> ЦИТИРУЕМЫЙ ОТРЫВОК
- - - - -

Знаю, жена моя, со временем — дети, братья мои и кузены, так называемые принцы крови, осудят меня, но только в душе, ибо не осмелятся заговорить об этом со мною. Ныне, под высоким вашим покровительством, стану я для них более грозным, нежели когда защитою мне служил один лишь мой род, бесполезность какового я сам помог вам доказать публично.

Те, что покинули королевство, недовольные, рано или поздно возвратятся домой, если пожелают, а коли нет, так пускай делают, что им угодно; они называют себя истинными моими друзьями, и мне смешно, ибо не может у меня быть истинных друзей, кроме тех, чей образ мыслей согласен с моим. Они полагают, будто всего важнее на свете древние права нашего дома на королевскую власть, нераздельную с деспотией; а я полагаю, что всего важнее на свете, во-первых, мой покой, во второй черед уничтожение тирании, что захватили надо мною министры, и, в-третьих, ваше довольство. Я мог бы еще сказать, когда бы был обманщик, что забочусь о богатстве королевства — но оно мне безразлично, ибо думать о нем должны вы и касается это только до вас: королевство мне более не принадлежит. Благодарение Богу, я более не король Франции, но, как вы прекрасно говорите, король французов. Все, о чем я прошу вас, — это поспешить и дозволить мне наконец отправиться на охоту, ибо я устал скучать».

- - - - -

> ЗАПИСАННЫЕ ДАННЫЕ
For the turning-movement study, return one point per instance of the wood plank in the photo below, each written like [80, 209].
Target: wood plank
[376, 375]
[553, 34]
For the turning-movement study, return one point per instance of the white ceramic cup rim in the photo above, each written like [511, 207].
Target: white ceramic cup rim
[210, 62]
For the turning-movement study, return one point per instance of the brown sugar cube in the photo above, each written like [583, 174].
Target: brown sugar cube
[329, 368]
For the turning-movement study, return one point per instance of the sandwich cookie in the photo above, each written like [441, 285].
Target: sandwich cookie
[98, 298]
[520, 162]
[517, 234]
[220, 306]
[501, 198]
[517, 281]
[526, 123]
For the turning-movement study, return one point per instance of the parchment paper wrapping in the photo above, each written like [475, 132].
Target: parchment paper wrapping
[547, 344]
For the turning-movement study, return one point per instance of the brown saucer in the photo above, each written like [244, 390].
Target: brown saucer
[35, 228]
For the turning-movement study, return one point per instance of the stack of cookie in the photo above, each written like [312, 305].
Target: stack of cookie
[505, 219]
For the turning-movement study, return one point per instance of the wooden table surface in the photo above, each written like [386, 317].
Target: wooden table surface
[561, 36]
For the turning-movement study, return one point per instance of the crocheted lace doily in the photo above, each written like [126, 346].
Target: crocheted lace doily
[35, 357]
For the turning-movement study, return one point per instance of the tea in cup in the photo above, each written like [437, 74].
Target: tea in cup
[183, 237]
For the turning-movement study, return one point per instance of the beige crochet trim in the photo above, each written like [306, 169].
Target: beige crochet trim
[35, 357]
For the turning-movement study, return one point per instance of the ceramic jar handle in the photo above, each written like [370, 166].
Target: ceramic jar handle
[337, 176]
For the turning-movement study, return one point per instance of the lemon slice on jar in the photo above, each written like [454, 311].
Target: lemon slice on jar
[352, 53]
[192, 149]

- - - - -

> ЗАДАНИЕ A
Изложите в виде краткого списка абзац цитируемого отрывка, начинающийся словами «Те, что покинули королевство», сохранив его основные факты.
> ЗАДАНИЕ B
Ответьте по цитируемому отрывку на следующие вопросы:
(i) Как в отрывке названы братья и кузены говорящего?
(ii) Что говорящий ставит на первое место среди самого важного на свете?
(iii) Кем говорящий называет себя вместо короля Франции?
> ЗАДАНИЕ C
Перепишите из цитируемого отрывка без изменений всё, начиная со слов «Знаю, жена моя, со» и вплоть до слов «вам доказать публично.».
Строки к этому никакого отношения не имеют.

> ВЕРНЫЙ ОТВЕТ A
- Недовольные, покинувшие королевство, могут вернуться домой, если пожелают, а если нет, пусть поступают как им угодно.
- Они называют себя его истинными друзьями, но истинными друзьями он считает лишь тех, кто думает так же, как он.
- Для них важнее всего древние права его дома на королевскую власть, нераздельную с деспотией.
- Для него важнее всего, во-первых, собственный покой, во-вторых, уничтожение тирании министров, в-третьих, довольство адресата.
- Богатство королевства ему безразлично: заботиться о нем должен адресат, а королевство ему больше не принадлежит.
- Он больше не король Франции, а король французов.
- Он просит поскорее отпустить его на охоту, потому что устал скучать.

> ВЕРНЫЙ ОТВЕТ B
(i) Так называемые принцы крови.
(ii) Свой покой.
(iii) Королем французов.

> ВЕРНЫЙ ОТВЕТ C
Знаю, жена моя, со временем — дети, братья мои и кузены, так называемые принцы крови, осудят меня, но только в душе, ибо не осмелятся заговорить об этом со мною. Ныне, под высоким вашим покровительством, стану я для них более грозным, нежели когда защитою мне служил один лишь мой род, бесполезность какового я сам помог вам доказать публично.